■ INSTRUCTIONS FOR THE TASK: Retype every line of the listing below without changing any character.

Entries for labeling with bounding boxes:
○ ○ ○ ○ ○
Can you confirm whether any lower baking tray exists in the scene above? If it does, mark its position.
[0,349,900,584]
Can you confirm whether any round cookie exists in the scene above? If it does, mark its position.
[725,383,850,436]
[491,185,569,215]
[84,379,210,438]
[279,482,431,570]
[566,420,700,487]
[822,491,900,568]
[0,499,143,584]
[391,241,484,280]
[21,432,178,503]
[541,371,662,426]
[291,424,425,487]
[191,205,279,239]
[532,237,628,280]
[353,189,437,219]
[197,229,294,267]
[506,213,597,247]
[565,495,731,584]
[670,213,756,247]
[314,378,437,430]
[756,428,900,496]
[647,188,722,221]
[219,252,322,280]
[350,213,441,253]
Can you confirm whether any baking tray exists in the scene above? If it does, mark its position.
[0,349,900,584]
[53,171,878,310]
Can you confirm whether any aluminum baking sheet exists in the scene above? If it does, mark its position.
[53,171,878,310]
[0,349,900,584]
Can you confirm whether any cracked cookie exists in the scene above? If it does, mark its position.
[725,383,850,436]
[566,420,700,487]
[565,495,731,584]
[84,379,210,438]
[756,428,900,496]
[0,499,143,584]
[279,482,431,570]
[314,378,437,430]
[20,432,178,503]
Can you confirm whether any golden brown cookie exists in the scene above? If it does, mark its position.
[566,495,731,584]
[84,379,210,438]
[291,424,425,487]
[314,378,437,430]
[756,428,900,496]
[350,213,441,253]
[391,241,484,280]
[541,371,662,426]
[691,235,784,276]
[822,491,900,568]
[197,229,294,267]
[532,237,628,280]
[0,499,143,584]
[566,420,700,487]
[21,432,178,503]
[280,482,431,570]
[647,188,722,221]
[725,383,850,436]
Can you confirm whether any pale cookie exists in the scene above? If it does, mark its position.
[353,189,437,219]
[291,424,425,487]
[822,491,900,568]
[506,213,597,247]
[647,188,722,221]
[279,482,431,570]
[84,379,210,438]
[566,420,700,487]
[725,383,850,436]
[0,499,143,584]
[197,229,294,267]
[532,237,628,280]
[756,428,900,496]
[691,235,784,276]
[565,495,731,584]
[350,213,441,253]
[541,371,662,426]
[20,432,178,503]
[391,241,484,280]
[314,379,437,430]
○ ○ ○ ○ ○
■ EXERCISE OUTPUT:
Can you confirm whether any lower baking tray exists in the scene above? If it does, mark its position.
[0,349,900,584]
Can you confirm whether any round cookie exists in the scene above? If it does, mark its position.
[725,383,850,436]
[491,185,569,215]
[84,379,210,438]
[279,482,431,570]
[566,420,700,487]
[822,491,900,568]
[0,499,143,584]
[391,241,484,280]
[21,432,178,503]
[541,371,662,426]
[291,424,425,487]
[191,205,279,239]
[532,237,628,280]
[353,189,437,219]
[197,229,294,267]
[506,213,597,247]
[565,495,731,584]
[670,213,756,247]
[314,378,437,430]
[756,428,900,496]
[647,188,722,221]
[219,252,322,280]
[350,213,441,253]
Can you confirm whether any baking tray exists in the scene above? If it does, mark its position.
[0,349,900,584]
[53,171,878,310]
Can you confirm whether any aluminum baking sheet exists in the scene above? If it does, mark its position.
[53,171,878,310]
[0,349,900,584]
Can you confirm whether any cracked cookie exists in the scene above? If it does, mark its position.
[725,383,850,436]
[566,420,700,487]
[565,495,731,584]
[84,379,210,438]
[756,428,900,496]
[0,499,143,584]
[279,482,431,570]
[314,378,437,430]
[20,432,178,503]
Can you confirm whether any golden brown cookie exists in the scene above? If it does, mark its position.
[566,495,731,584]
[84,379,210,438]
[291,424,425,487]
[314,378,437,430]
[756,428,900,496]
[350,213,441,253]
[391,241,484,280]
[541,371,662,426]
[691,235,784,276]
[822,491,900,568]
[197,229,294,267]
[532,237,628,280]
[0,499,143,584]
[566,420,700,487]
[21,432,178,503]
[280,482,431,570]
[647,188,722,221]
[725,383,850,436]
Can you confirm whether any pale cookie exists in the scene above? If it does, mark its position.
[353,189,437,219]
[291,424,425,487]
[822,491,900,568]
[506,213,597,247]
[647,188,722,221]
[279,482,431,570]
[84,379,210,438]
[566,420,700,487]
[725,383,850,436]
[0,499,143,584]
[197,229,294,267]
[532,237,628,280]
[756,428,900,496]
[691,235,784,276]
[565,495,731,584]
[350,213,441,253]
[541,371,662,426]
[20,432,178,503]
[391,241,484,280]
[314,379,437,430]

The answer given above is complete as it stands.